Series Creator Adrian M Sherlock talks about the Damon Dark experience.
 
"DAMON DARK was created around 1986.
 
In 1985, I finally got to see a series which had haunted my imagination since early childhood, Gerry Anderson's UFO.
But they failed to screen the episode which stuck in my brain, the eerie TIMELASH!
 
Shortly after, I started to get bored with all the outer space and SFX stuff in Science Fiction and in my mind, I concieved of a series about a pair of government Agents who dressed like plainclothes investigators and looked into UFO reports and other strange stuff, like ghosts, telepaths and time travelers, in our ordinary, every day world.
 
I needed a name for my hero and I got this from journalist David Dark, who died shortly thereafter. (I got an email from Melissa Dark a few years ago, who said David Dark was her uncle and a much loved and missed family member. As a fan of his journalism, I was proud to name a character after David.)
I thought it polite to change the name slightly and I took Damon from the U.S writer Damon Knight, famed for the Twilight Zone classic "To Serve Man".
Thus Damon Dark was born!
 
I named Department Six after The Prisoner, Number Six!
The idea was developed on scraps of paper for a while and eventually became a falied attempt in 1992 to make a feature on 16 MM. My lack of experience caught me out and I overexposed the film. My long suffering cameraman was alienated by this experience. Not my finest hour!
Damon Dark finally got a shaky but watchable debut in an 8 minute silent film shot on Super 8, with my friend Wayne Monk as a Terminator-like robot. Hardly auspicious, but a step forward!

■ Dataset extract ■
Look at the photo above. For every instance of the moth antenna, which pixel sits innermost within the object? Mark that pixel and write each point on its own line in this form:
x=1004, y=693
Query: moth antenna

■ Instructions to follow ■
From the passage on the creation of Damon Dark, extract verbatim the part that opens with the words containing "Damon Dark finally" and closes with "a step forward!".

■ Task result ■
Damon Dark finally got a shaky but watchable debut in an 8 minute silent film shot on Super 8, with my friend Wayne Monk as a Terminator-like robot. Hardly auspicious, but a step forward!